## PASSAGE DU TEXTE
____________________
Bonjour et bienvenu dans le 27e épisode de la saison 5 de Po Na Biso, la capsule audio qui tente d’éclairer l’actualité de la RDC. Je suis Pierre Boisselet, directeur du pilier violence à l’institut Ebuteli. Et cette semaine nous nous intéressons à la présence ougandaise dans l’est de la RDC.

Selon le groupe d'experts de l’ONU sur la RDC, l’armée ougandaise a doublé ses effectifs présents sur le sol congolais depuis le début de l’année, pour atteindre 6000 hommes. C’est autant que le nombre de troupes rwandaises au plus fort de leur offensive contre Goma et Bukavu, en début d’année. La zone d’opération ougandaise s’est aussi étendue, malgré les réticences de Kinshasa, aux territoires de Djugu et Mahagi, si bien qu’elle s’étend désormais sur près de 400 kilomètres.

Débordé par l’armée rwandaise et le Mouvement du 23 mars (M23), le gouvernement congolais n’a pas pu s’opposer à cette expansion de l’armée ougandaise. Et ce malgré les propos agressifs à l’égard de la RDC et certains de ses dirigeants par son chef, le fils du président ougandais Muhoozi Kainerugaba. 

Le protocole d’entente signé entre les deux gouvernements à Kinshasa, le 20 juin dernier, est donc davantage une régularisation de ce qui avait été déjà fait qu’un accord librement consenti. Son contenu exact a d’ailleurs été gardé secret, même si on sait qu’il autorise l’arrivée de l’armée ougandaise sur un nouveau territoire, celui d’Aru.

Alors, quel objectif l’Ouganda poursuit-elle au travers de cette présence ?
____________________
## LISTE DES LIGNES
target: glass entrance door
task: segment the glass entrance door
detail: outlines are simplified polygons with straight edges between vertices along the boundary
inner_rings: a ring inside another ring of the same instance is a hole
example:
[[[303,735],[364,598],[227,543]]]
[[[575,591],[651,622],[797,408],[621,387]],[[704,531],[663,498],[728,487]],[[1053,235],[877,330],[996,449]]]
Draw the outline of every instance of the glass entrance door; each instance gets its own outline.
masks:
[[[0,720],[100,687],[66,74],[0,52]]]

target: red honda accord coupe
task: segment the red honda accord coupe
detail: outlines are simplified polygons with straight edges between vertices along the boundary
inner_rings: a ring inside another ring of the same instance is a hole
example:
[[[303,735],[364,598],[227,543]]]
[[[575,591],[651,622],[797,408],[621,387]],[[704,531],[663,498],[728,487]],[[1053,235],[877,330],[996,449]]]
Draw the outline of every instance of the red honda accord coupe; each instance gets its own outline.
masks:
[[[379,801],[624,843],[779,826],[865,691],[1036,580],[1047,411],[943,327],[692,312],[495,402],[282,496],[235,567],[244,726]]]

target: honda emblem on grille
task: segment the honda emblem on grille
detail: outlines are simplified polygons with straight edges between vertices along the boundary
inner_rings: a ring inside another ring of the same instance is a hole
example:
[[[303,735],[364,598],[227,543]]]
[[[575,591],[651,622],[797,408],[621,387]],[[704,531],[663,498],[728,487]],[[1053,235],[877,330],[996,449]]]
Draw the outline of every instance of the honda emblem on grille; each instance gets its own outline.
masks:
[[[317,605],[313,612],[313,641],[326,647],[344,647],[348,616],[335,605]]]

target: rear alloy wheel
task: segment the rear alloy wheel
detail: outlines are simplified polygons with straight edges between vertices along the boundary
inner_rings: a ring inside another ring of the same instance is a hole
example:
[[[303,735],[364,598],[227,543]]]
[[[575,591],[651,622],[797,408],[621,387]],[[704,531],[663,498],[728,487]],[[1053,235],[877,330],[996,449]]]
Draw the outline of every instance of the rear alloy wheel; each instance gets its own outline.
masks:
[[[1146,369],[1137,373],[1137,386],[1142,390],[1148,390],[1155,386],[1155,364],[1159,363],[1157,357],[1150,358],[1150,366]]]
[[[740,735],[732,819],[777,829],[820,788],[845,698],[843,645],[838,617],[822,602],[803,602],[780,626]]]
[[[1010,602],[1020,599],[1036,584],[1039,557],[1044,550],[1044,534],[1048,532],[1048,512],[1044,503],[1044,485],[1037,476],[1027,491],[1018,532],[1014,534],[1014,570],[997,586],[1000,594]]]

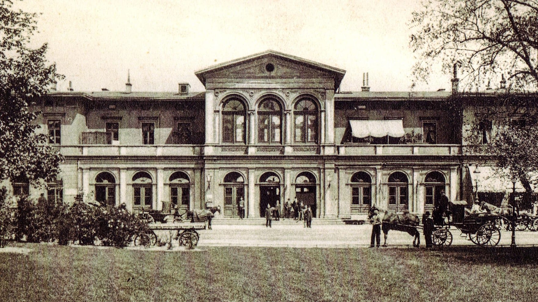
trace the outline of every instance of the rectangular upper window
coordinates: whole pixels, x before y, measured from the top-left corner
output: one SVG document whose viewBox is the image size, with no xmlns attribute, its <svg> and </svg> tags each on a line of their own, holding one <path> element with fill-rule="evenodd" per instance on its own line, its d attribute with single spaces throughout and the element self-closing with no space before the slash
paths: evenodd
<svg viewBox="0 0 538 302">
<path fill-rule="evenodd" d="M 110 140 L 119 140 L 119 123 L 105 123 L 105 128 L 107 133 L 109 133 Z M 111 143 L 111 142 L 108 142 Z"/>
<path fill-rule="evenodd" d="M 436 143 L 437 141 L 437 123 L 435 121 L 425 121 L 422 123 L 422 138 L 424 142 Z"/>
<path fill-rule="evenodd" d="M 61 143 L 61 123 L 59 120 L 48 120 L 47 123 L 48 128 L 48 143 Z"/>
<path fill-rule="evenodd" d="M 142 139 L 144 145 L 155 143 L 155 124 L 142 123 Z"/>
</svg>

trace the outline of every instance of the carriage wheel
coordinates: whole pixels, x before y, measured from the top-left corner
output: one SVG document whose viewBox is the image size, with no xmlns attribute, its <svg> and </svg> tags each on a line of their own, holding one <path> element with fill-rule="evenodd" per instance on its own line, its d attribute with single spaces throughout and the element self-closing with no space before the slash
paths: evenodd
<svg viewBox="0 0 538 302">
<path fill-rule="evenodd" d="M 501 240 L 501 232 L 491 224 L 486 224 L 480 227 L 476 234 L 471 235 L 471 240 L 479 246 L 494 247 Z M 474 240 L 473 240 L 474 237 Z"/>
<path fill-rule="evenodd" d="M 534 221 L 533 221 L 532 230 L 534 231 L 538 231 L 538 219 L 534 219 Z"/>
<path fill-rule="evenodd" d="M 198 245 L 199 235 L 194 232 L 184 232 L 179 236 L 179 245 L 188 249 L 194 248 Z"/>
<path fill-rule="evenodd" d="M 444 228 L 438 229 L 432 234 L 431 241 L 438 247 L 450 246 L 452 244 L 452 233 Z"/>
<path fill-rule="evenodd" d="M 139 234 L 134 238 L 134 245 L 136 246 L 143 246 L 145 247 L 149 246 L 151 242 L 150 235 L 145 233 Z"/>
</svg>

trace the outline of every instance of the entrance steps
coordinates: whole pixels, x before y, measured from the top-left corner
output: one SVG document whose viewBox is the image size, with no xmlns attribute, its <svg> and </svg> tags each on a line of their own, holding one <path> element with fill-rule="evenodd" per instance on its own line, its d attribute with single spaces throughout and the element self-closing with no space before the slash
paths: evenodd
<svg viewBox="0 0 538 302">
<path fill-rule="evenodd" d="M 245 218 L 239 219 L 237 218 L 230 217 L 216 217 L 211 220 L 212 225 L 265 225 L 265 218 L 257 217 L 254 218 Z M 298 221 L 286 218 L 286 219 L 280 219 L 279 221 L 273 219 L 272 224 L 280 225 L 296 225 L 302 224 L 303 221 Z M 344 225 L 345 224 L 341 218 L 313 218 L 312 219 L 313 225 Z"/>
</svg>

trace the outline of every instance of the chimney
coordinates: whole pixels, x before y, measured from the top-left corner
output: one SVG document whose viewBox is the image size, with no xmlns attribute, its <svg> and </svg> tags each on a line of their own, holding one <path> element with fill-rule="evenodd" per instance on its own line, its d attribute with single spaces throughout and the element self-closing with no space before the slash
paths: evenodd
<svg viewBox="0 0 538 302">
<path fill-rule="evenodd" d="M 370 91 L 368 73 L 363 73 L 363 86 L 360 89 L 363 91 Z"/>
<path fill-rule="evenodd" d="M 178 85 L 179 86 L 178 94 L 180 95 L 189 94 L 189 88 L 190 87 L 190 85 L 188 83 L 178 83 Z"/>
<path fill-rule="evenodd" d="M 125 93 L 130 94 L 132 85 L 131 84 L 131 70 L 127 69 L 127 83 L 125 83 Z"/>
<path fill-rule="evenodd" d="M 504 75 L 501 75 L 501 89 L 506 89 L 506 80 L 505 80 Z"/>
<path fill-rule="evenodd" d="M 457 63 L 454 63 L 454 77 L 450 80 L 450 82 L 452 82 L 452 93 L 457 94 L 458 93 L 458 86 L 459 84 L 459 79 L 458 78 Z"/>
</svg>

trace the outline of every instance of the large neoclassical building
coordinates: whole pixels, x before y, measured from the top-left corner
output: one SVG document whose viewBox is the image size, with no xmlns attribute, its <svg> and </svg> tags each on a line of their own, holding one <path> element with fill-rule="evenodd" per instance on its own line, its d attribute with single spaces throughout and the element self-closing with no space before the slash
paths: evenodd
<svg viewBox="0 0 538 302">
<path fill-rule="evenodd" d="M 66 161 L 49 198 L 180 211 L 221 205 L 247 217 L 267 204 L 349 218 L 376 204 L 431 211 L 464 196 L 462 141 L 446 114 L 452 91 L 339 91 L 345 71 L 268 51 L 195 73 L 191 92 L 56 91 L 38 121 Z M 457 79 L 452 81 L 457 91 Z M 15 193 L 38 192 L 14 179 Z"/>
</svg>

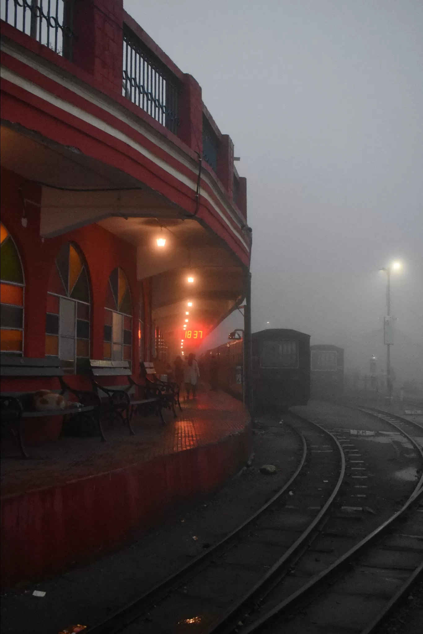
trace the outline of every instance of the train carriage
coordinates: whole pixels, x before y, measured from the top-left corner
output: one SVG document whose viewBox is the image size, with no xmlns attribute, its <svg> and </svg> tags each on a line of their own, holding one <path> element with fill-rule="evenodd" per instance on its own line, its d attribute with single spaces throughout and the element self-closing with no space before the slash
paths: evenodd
____________________
## TÂCHE À ACCOMPLIR
Poursuivez le texte sur la présence militaire ougandaise dans l'est de la RDC en reprenant après sa dernière phrase.

## RÉPONSE À LA TÂCHE
Il est indéniable que les Ougandais ont ciblé les ADF, un groupe extrêmement meurtrier pour les civils. Plusieurs de ses commandants ont été tués depuis 2021 et ses capacités ont été amoindries. Toutefois, ces opérations ont priorisé les zones frontalières et les grands axes routiers en réfection, permettant à l’Ouganda d’empêcher d’éventuelles représailles sur son sol et de favoriser les échanges commerciaux. Cette stratégie a bénéficié aux communautés de ces zones, de même qu’à l’activité économique. Mais les ADF se sont repliées plus loin de la frontière, comme dans le Nord-Ouest du territoire de Lubero, où elles ont continué de commettre des massacres sans rencontrer de réelle résistance.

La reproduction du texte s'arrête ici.